◆ Source material

---

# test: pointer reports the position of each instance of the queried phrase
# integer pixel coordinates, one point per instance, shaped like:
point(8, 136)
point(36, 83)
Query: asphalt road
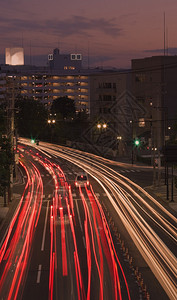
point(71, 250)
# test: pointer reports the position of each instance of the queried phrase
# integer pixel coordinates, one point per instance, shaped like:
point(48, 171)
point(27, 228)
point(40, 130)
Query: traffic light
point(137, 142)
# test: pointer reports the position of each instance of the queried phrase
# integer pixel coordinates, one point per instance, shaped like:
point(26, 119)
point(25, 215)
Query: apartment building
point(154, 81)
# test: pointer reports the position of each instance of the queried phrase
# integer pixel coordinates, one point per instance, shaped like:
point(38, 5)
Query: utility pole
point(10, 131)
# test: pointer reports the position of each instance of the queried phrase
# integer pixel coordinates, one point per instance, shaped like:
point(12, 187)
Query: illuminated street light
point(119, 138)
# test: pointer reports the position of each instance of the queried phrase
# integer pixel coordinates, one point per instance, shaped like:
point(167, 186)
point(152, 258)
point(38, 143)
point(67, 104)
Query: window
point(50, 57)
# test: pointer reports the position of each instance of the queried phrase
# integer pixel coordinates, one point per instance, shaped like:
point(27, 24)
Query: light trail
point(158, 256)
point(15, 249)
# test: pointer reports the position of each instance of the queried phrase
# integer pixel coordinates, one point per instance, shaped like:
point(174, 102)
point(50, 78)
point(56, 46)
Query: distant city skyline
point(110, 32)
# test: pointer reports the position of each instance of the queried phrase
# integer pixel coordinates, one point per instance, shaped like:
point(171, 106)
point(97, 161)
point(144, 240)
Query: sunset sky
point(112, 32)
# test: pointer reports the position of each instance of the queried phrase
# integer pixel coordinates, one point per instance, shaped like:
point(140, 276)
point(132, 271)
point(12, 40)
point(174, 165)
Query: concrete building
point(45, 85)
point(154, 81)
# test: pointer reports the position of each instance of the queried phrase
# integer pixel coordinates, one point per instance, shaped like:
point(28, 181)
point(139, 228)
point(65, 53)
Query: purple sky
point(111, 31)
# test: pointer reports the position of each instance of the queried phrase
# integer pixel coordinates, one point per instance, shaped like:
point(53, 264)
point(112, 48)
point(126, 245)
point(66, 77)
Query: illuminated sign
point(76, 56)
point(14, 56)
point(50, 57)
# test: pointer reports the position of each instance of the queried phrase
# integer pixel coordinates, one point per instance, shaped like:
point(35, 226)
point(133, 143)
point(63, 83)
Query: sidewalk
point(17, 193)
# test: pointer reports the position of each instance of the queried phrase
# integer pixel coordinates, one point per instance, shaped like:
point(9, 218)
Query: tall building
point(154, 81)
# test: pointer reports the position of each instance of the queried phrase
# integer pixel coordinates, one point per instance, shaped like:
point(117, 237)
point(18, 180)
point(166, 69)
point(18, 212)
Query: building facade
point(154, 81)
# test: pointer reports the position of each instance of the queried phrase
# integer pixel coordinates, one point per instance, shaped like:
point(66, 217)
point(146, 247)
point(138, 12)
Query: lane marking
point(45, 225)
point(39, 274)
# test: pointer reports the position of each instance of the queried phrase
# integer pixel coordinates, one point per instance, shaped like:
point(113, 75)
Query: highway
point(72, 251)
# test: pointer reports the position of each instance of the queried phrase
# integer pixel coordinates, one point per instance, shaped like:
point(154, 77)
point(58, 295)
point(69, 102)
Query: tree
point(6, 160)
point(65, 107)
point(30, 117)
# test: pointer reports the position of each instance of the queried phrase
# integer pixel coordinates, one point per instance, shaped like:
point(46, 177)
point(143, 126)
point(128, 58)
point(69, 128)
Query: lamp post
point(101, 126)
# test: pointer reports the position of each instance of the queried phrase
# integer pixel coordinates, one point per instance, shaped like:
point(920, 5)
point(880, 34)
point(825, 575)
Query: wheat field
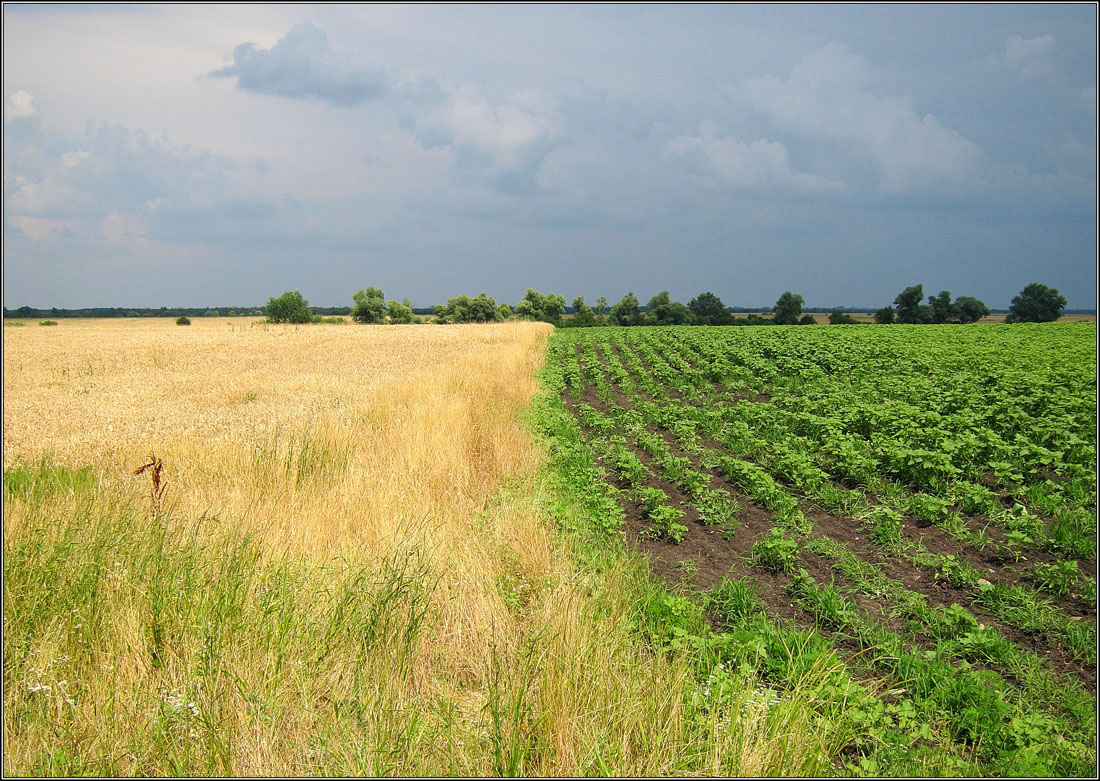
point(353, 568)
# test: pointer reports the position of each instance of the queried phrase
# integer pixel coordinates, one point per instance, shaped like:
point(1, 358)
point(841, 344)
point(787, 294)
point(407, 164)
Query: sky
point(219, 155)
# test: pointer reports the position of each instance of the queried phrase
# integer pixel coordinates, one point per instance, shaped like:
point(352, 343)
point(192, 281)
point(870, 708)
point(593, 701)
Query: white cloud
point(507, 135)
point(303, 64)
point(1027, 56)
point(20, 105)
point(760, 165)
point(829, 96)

---

◆ Requirement
Extract every line of the items above without alteration, and leave the pictures out of the answer.

◆ The response
# test: pointer reports the position of each instance of the queried phrase
# integer pixel coordinates, one point per instance, shaped like:
point(8, 136)
point(36, 83)
Query: asphalt road
point(71, 250)
# test: pointer reports the position of each instance of the queried phrase
# integer pixel coordinates, one point per instance, shaped like:
point(48, 171)
point(27, 228)
point(40, 130)
Query: traffic light
point(137, 142)
# test: pointer reports the position of each instance of the queried phrase
# integer pixel coordinates, one point per instance, shaped like:
point(26, 119)
point(25, 215)
Query: apartment building
point(154, 81)
# test: pointer reports the position of each instance of the queried phrase
# integer pixel coordinates, one point per instance, shaped like:
point(38, 5)
Query: utility pole
point(10, 131)
# test: pointer reports the position of each instance of the queried phrase
# integer pixel coordinates, one point per instance, shaped like:
point(12, 187)
Query: illuminated street light
point(119, 138)
# test: pointer reports the position of each instance of the queried phrase
# integer pixel coordinates, one point per instance, shaped like:
point(167, 186)
point(152, 258)
point(38, 143)
point(67, 104)
Query: window
point(50, 57)
# test: pointer reports the position of each instance of the queried phrase
# integer pixel coordinates, one point per instance, shaped like:
point(27, 24)
Query: light trail
point(158, 256)
point(15, 249)
# test: pointer reports the position of each instance of the queried phrase
# integer pixel coordinates, one point per instance, shaped like:
point(174, 102)
point(50, 78)
point(56, 46)
Query: distant city skyline
point(110, 32)
# test: pointer reports the position of each instance of the queried phrase
# integer pixel coordinates, one point per instance, shaped like:
point(171, 106)
point(97, 161)
point(144, 240)
Query: sunset sky
point(112, 32)
# test: pointer reports the position of each instance of the queried phrase
# integer pixel coordinates, one point per instance, shaped like:
point(140, 276)
point(132, 271)
point(12, 40)
point(174, 165)
Query: concrete building
point(45, 85)
point(154, 81)
# test: pointer reports the position of each instance of the queried phrase
# integer pixel coordinates, one point per instance, shaped like:
point(28, 181)
point(139, 228)
point(65, 53)
Query: purple sky
point(111, 31)
# test: pointer reports the position of each instance of the queried phrase
# integer pixel coordinates, one point per instance, shaped like:
point(53, 264)
point(112, 48)
point(126, 245)
point(66, 77)
Query: illuminated sign
point(76, 56)
point(14, 56)
point(50, 57)
# test: pointer reports the position of each instance of the queried phrase
# integer pixel coordinates, one point per instance, shaped like:
point(35, 226)
point(133, 143)
point(63, 83)
Query: sidewalk
point(17, 193)
# test: pointer reports the position of each instance of the queried phrase
# integer pixel coordinates, one point per instance, shaped like:
point(9, 218)
Query: tall building
point(154, 81)
# test: pointer reports the position of each instance of the queried phrase
# integer pixel coordinates, one point per instance, shaped like:
point(117, 237)
point(18, 180)
point(166, 69)
point(18, 212)
Query: building facade
point(154, 81)
# test: pointer reports the position of each instance of the queried phrase
# integer pixel coordinates, one point per instance, shaped like:
point(66, 217)
point(146, 247)
point(138, 12)
Query: lane marking
point(45, 225)
point(39, 274)
# test: pointer reports the position of each instance of the queried phrase
# integer pixel coordinates, one point per instance, shaped like:
point(113, 75)
Query: highway
point(72, 251)
# test: pointer reports the position of each instance of the queried phrase
# integer pixel coordinates, one point per instance, shaped like:
point(154, 77)
point(58, 295)
point(69, 102)
Query: tree
point(6, 160)
point(65, 107)
point(30, 117)
# test: pointer reports the position of each instance of the queried phrase
# integer pixel coordinates, one point per instance, shaped like:
point(46, 177)
point(143, 126)
point(128, 58)
point(69, 128)
Query: lamp post
point(101, 126)
# test: pointer reports the position of each instance of the queried phrase
# integer pixel coordinates, one point per instance, shaped like:
point(920, 5)
point(880, 34)
point(825, 575)
Query: wheat field
point(353, 568)
# test: pointer reports the position of each instance of the queried phrase
# integer pixel coordinates, one point per instance, shaped like:
point(1, 358)
point(841, 344)
point(787, 294)
point(407, 164)
Query: sky
point(219, 155)
# test: pointer reports the position of each instance of the queried phrase
# integer pixel coordinates, one point per instance, shaped like:
point(352, 343)
point(192, 281)
point(870, 708)
point(593, 701)
Query: white cloud
point(507, 135)
point(303, 64)
point(1027, 56)
point(20, 105)
point(760, 165)
point(829, 96)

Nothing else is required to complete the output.